What this task involves ▸ Reproduce the lines of the listing below without any change, beginning with the line that contains "panel and report the pixel coordinates." and continuing through the end of the listing.

Location identification items ▸
'''
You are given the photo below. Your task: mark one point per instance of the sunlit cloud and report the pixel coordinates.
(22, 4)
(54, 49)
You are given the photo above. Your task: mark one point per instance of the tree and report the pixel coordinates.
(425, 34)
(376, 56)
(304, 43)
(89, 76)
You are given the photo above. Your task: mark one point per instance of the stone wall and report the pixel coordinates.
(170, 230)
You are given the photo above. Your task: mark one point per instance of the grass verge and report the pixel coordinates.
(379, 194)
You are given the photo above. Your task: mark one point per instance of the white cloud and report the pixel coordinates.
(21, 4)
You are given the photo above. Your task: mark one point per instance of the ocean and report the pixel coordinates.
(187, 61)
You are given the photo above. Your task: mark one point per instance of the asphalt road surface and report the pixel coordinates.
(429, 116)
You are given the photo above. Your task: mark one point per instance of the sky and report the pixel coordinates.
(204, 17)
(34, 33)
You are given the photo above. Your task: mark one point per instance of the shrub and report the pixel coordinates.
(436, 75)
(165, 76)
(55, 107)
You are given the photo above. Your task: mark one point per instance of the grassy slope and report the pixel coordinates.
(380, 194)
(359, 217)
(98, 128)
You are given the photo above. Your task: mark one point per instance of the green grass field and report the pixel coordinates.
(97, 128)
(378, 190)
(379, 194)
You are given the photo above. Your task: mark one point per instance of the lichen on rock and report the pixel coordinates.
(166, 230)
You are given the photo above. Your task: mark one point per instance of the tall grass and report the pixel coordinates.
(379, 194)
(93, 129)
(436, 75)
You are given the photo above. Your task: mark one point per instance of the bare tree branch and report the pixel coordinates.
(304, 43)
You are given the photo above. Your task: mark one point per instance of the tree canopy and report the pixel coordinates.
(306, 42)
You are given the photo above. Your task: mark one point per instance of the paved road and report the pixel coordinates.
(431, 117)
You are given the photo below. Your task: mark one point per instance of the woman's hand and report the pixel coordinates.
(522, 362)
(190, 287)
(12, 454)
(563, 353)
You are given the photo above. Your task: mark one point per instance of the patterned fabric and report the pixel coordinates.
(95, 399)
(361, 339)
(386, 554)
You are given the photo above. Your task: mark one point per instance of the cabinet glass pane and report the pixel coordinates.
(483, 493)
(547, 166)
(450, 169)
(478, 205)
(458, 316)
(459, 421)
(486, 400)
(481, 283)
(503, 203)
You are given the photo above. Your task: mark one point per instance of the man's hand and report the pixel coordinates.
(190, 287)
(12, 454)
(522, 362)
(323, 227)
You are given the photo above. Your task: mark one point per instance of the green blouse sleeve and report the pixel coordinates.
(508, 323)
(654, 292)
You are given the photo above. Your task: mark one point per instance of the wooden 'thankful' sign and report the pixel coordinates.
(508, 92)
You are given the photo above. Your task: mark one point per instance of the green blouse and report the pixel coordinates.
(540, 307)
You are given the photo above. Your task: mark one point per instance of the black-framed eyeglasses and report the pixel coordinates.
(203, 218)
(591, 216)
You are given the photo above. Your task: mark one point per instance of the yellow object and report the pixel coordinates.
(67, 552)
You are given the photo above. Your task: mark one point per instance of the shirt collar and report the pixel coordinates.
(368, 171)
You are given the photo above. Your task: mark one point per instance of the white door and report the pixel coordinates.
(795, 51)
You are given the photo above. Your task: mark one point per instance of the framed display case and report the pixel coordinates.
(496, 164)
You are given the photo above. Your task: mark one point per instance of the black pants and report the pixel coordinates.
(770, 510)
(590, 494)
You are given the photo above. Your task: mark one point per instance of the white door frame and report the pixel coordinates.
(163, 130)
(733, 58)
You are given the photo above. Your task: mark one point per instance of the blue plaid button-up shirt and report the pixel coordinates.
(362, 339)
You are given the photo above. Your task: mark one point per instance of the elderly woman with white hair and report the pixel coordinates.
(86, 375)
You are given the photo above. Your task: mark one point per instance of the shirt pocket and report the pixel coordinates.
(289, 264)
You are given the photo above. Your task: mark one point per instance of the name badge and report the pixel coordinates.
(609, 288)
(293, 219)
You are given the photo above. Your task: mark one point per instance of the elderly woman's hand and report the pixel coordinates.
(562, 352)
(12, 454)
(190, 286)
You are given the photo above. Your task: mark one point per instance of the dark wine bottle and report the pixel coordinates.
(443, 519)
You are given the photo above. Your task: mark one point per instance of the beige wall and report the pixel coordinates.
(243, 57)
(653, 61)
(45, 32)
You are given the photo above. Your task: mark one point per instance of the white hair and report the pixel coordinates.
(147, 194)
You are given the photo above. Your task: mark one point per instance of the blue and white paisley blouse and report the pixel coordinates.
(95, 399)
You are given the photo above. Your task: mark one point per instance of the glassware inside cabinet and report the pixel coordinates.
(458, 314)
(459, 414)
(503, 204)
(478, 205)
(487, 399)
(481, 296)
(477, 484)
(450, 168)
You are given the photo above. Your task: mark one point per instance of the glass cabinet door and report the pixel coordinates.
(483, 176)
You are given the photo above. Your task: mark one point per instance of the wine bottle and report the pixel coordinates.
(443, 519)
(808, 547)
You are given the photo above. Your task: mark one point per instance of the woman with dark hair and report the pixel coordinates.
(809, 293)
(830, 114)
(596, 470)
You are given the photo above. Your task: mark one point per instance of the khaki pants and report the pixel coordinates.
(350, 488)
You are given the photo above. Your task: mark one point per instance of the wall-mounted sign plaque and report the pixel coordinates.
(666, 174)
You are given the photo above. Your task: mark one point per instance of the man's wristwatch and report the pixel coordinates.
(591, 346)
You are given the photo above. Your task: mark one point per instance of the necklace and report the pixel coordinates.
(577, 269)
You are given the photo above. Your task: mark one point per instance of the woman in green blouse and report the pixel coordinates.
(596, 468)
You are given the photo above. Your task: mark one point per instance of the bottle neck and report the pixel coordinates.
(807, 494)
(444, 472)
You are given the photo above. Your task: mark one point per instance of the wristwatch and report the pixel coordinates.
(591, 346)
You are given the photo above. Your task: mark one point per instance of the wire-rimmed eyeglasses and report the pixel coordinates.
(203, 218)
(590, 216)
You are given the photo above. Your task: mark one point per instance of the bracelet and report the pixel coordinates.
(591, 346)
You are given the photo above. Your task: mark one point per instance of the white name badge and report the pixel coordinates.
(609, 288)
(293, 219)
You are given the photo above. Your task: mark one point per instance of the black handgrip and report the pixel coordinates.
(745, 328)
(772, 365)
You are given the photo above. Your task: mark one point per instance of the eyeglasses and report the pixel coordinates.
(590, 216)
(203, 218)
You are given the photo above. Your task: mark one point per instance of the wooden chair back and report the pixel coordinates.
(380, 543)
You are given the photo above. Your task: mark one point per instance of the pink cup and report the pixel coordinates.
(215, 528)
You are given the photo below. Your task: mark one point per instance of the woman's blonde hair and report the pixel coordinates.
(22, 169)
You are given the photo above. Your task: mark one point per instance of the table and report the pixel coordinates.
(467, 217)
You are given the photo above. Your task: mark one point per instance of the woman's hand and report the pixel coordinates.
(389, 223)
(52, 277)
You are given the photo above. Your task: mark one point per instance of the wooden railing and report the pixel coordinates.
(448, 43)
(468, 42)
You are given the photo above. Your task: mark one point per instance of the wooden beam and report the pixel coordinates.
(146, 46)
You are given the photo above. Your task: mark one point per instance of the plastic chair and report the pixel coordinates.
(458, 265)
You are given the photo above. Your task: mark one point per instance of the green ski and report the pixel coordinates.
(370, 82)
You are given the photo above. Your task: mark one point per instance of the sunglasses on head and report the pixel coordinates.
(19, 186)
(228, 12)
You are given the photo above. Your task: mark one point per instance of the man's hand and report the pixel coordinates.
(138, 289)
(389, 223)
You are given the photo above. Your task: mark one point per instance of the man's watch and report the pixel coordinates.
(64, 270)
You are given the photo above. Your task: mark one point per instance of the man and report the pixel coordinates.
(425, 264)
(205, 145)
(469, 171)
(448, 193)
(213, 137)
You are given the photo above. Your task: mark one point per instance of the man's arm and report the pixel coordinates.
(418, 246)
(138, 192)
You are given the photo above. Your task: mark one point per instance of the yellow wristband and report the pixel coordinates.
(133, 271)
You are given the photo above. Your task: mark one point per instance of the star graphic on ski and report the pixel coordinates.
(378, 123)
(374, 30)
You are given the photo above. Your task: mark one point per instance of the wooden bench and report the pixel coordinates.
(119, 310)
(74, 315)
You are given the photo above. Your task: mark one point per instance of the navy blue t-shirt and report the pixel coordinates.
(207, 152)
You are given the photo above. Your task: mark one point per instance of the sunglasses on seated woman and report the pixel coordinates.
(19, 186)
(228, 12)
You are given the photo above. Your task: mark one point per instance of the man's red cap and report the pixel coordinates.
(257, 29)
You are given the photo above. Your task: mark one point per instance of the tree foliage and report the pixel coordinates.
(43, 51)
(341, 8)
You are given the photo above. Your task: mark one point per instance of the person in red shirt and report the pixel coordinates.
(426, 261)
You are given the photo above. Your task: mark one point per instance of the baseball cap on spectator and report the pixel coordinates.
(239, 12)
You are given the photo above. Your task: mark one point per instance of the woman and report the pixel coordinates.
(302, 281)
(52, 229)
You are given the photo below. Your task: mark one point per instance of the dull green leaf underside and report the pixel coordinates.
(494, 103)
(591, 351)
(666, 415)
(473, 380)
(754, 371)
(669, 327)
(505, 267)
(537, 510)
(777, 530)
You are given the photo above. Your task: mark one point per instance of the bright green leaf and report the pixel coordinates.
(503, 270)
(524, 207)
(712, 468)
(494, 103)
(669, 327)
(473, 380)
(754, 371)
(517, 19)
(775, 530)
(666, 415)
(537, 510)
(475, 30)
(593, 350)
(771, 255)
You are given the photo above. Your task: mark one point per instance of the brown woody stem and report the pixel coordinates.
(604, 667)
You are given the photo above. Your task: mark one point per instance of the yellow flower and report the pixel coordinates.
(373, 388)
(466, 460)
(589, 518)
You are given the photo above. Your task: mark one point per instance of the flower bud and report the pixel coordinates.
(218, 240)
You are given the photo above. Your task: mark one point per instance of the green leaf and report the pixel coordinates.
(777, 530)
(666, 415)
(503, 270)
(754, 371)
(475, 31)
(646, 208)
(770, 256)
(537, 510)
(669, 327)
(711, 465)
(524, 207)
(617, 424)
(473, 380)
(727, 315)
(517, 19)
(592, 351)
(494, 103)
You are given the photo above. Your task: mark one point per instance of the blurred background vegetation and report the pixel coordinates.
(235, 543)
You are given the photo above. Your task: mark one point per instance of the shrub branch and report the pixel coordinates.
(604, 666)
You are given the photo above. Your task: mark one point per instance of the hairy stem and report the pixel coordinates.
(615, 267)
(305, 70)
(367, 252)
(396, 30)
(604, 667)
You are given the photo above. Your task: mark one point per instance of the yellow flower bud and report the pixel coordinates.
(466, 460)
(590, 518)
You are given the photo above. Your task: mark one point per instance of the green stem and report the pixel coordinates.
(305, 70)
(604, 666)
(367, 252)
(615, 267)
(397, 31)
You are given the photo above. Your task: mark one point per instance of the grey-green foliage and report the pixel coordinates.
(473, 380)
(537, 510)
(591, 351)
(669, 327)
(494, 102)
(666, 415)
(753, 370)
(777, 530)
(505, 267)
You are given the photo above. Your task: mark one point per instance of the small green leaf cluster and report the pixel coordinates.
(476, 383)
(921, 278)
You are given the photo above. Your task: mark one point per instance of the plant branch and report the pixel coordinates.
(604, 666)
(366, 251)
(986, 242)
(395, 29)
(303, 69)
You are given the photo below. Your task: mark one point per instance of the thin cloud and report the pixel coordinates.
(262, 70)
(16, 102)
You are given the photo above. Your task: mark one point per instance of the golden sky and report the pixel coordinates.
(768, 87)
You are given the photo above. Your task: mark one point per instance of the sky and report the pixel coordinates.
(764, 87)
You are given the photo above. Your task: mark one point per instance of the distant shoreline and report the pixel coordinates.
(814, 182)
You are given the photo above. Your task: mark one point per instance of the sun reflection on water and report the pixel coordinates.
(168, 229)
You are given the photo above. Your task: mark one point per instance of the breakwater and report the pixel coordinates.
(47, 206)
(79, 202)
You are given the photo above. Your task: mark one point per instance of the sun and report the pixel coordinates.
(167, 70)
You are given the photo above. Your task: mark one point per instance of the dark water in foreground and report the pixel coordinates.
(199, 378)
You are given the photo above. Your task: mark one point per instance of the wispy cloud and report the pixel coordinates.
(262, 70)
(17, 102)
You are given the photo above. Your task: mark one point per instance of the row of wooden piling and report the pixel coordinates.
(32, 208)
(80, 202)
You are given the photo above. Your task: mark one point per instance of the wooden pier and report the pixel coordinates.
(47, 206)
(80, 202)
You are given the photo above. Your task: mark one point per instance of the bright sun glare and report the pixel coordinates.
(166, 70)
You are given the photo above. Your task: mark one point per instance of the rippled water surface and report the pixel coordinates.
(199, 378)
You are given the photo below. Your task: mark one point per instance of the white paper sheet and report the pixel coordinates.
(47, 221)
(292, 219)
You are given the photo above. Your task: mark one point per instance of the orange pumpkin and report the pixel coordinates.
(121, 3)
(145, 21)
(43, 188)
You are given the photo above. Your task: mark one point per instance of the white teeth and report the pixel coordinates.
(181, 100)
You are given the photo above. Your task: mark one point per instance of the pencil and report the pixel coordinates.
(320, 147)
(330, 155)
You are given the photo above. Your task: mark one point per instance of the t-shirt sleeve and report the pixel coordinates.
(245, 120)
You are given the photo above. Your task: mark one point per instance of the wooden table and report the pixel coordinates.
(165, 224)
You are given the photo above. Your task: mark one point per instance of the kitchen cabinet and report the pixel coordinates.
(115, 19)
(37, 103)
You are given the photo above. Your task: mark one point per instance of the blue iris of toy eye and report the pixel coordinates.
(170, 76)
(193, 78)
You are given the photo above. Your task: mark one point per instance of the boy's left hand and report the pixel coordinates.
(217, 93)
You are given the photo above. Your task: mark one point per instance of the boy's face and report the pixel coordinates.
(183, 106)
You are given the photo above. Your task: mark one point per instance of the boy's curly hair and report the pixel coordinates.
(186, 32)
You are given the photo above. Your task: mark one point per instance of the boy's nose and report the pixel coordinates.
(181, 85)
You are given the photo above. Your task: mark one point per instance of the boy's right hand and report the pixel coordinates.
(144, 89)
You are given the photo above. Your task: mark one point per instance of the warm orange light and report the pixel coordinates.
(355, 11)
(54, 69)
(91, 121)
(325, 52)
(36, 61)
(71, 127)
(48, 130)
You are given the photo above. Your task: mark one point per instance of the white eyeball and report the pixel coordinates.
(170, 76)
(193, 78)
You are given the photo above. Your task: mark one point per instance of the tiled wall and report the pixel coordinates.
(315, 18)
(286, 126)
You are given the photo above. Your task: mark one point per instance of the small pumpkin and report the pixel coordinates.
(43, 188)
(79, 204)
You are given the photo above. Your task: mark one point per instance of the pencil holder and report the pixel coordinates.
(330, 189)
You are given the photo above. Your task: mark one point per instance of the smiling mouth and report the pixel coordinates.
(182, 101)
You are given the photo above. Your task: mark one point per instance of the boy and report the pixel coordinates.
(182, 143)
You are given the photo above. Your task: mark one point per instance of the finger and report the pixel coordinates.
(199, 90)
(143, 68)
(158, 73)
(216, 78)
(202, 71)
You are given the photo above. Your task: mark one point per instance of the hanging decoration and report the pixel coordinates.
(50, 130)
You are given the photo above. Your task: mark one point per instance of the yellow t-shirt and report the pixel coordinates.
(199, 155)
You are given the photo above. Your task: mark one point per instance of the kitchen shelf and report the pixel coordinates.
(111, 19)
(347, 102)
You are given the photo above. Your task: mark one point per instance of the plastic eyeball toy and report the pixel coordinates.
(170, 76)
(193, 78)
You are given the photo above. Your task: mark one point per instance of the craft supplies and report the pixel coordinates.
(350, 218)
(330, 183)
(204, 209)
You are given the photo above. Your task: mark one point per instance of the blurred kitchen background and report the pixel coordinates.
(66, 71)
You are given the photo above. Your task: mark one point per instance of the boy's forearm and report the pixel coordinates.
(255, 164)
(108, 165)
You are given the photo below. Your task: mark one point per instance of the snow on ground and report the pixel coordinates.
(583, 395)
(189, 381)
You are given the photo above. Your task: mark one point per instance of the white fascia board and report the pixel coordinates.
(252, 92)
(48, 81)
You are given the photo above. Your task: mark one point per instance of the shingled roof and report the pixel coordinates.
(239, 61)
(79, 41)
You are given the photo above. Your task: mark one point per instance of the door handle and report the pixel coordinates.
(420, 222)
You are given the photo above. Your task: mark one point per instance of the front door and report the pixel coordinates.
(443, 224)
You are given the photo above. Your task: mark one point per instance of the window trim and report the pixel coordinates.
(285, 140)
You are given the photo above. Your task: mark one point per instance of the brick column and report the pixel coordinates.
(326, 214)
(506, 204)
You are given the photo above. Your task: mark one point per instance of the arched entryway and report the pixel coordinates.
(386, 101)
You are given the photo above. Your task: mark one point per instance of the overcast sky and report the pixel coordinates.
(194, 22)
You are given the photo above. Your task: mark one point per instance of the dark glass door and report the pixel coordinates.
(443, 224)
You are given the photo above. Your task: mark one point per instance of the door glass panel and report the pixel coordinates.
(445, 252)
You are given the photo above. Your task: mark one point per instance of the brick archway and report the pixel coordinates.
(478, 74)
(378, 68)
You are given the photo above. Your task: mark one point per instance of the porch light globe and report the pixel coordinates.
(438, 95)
'''
Result for this task ▸
You are given the photo above. Your task: mark one point per instance of the door glass panel and report the pixel coordinates.
(445, 252)
You are given the photo above. Your task: mark one point per instance of the brick archway and report the pixel coordinates.
(478, 74)
(378, 68)
You are given the photo above. Your task: mark one point per instance of the porch light globe and report the pixel coordinates.
(438, 95)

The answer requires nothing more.